DATA:
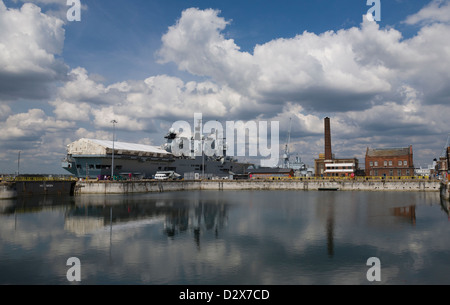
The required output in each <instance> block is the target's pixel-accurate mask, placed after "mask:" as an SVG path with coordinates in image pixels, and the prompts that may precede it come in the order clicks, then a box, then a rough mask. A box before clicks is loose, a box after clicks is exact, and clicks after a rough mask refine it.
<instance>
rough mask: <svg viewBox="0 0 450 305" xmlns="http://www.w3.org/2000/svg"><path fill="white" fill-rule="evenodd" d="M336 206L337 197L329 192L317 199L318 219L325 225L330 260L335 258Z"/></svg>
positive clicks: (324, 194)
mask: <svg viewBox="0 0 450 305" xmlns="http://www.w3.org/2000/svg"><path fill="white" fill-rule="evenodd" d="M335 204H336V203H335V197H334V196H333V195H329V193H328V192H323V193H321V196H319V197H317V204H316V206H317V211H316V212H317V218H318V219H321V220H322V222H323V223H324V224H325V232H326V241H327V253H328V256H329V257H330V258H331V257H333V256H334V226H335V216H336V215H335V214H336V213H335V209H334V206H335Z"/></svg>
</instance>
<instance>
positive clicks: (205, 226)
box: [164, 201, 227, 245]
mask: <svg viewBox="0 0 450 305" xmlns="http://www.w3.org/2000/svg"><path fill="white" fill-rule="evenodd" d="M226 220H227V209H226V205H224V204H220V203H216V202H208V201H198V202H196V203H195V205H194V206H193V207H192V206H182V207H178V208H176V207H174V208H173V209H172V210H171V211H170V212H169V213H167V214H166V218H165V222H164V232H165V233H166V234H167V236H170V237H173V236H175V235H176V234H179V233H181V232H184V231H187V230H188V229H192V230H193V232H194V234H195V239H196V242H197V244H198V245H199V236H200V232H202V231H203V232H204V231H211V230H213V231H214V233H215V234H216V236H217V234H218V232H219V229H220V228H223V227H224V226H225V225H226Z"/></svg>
* * *
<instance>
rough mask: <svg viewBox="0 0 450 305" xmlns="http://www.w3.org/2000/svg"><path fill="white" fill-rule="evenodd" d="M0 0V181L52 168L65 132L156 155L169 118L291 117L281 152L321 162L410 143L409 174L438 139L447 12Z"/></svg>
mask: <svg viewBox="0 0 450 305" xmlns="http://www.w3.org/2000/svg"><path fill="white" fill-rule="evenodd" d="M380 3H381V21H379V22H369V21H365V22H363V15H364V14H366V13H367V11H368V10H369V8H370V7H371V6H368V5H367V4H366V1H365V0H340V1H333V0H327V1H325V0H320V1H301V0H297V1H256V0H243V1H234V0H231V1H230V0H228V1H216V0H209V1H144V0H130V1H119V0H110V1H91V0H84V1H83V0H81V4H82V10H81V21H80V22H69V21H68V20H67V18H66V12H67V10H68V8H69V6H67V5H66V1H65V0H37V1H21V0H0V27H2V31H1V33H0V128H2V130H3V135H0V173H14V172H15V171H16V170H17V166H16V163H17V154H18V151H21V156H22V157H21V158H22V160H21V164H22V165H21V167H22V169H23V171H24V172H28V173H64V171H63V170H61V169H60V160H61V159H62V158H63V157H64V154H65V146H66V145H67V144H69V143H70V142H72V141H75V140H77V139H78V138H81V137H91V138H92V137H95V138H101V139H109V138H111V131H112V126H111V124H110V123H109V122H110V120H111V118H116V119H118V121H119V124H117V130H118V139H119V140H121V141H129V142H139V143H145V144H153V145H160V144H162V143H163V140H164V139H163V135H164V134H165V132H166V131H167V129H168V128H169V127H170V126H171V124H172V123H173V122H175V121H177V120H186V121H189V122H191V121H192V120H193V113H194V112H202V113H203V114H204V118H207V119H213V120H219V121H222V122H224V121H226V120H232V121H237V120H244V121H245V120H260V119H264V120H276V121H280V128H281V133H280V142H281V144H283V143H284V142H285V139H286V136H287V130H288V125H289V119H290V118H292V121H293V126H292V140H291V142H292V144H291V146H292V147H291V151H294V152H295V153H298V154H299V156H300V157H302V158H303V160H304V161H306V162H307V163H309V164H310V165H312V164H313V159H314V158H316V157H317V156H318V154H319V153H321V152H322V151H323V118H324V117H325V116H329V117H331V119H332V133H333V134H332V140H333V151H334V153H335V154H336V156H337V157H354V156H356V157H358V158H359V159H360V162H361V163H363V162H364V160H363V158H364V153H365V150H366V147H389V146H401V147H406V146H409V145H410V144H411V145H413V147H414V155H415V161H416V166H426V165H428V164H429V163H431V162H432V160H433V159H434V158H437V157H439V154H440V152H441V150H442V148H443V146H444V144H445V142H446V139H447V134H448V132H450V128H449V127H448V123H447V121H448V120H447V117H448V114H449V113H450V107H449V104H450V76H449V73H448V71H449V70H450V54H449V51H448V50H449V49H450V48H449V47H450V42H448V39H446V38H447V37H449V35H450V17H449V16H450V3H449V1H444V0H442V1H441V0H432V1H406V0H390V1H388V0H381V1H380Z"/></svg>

WORK ITEM: The lines above, starting at the one with "The required output" and ending at the one with "206L337 197L329 192L317", are the only ones to return, exactly as written.

RESPONSE:
The required output in each <instance> block is the target's pixel-accurate mask, placed after "mask:" as an SVG path with coordinates in image pixels, and the prompts that may precede it come in the order clicks, then a box, then a rough mask. A box before clicks is loose, a box after clicks is exact, and clicks after a rough mask refine it.
<instance>
rough mask: <svg viewBox="0 0 450 305" xmlns="http://www.w3.org/2000/svg"><path fill="white" fill-rule="evenodd" d="M336 206L337 197L329 192L317 199L318 219L325 225L330 260L335 258Z"/></svg>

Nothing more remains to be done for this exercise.